In Italy, Lapo Elkann, 40, is well known as a scion of the Agnelli empire, a man-about-town who came close to self-destructing in spectacular fashion, but who has since gone on to build his own business empire, says Mick Brown in The Telegraph Luxury. There is Italia Independent – his eyewear and accessories business. Independent Ideas – his design and advertising agency, in which he sold a majority stake to France’s Publicis Groupe. And his most recent project, Garage Italia – a business customising cars, boats, helicopters; anything that moves.
Gianni Agnelli, Elkann’s grandfather, was a towering figure in Italian life. His empire included a controlling stake in Fiat, Juventus FC and newspaper La Stampa. His was a hard act to follow. As a child, Elkann had a peripatetic upbringing. When his grandfather died in 2003, he joined Fiat, slapping the carmaker’s distinctive logo on designer sweatshirts, handbags and wine, thus becoming the de facto face of Fiat, synonymous with life in the fast lane. And then he crashed.

→ Information given:
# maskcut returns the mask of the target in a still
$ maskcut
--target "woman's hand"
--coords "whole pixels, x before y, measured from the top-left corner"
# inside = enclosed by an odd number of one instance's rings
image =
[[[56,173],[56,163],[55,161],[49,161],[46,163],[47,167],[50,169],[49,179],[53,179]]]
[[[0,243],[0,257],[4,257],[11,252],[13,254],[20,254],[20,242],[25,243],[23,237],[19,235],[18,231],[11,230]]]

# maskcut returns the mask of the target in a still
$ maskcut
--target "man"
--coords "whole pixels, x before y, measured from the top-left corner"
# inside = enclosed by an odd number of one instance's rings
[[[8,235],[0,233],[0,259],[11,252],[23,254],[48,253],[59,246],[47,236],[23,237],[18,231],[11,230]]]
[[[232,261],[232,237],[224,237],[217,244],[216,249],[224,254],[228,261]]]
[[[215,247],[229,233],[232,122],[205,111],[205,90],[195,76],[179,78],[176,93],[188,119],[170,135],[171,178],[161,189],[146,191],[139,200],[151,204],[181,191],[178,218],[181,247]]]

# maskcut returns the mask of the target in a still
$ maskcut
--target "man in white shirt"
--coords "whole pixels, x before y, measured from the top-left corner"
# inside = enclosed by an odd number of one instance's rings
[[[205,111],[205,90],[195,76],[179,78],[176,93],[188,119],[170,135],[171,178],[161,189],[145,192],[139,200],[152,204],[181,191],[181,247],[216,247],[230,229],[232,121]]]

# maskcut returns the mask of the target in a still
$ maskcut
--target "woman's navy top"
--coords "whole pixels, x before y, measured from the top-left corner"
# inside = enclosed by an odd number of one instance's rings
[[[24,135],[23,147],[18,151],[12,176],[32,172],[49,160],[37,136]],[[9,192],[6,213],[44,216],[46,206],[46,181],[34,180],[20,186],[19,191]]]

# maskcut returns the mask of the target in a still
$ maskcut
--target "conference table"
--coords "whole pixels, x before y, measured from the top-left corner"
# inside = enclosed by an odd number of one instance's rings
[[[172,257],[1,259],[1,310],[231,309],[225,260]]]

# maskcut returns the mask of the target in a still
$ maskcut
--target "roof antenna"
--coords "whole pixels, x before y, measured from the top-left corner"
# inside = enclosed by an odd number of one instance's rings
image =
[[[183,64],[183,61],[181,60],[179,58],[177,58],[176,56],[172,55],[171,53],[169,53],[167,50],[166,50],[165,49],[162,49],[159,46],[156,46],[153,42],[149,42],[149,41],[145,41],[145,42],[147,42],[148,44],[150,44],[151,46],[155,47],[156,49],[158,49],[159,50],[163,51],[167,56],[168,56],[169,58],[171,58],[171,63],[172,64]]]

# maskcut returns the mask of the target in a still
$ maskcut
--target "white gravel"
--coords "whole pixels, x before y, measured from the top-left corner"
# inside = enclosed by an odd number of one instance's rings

→ Things to do:
a – Answer these questions from the text about Lapo Elkann, one answer per line.
(i) What is the name of Elkann's eyewear and accessories business?
(ii) In what year did Elkann's grandfather die?
(iii) To which company did Elkann sell a majority stake in his design and advertising agency?
b – Replace "helicopters" with "planes" in the part of the text about Lapo Elkann that begins at the words "In Italy, Lapo" and stops after "anything that moves.", and write out that part.
The data has no connection to the text about Lapo Elkann.

→ Outputs by task:
a –
(i) Italia Independent
(ii) 2003
(iii) France's Publicis Groupe

b –
In Italy, Lapo Elkann, 40, is well known as a scion of the Agnelli empire, a man-about-town who came close to self-destructing in spectacular fashion, but who has since gone on to build his own business empire, says Mick Brown in The Telegraph Luxury. There is Italia Independent – his eyewear and accessories business. Independent Ideas – his design and advertising agency, in which he sold a majority stake to France’s Publicis Groupe. And his most recent project, Garage Italia – a business customising cars, boats, planes; anything that moves.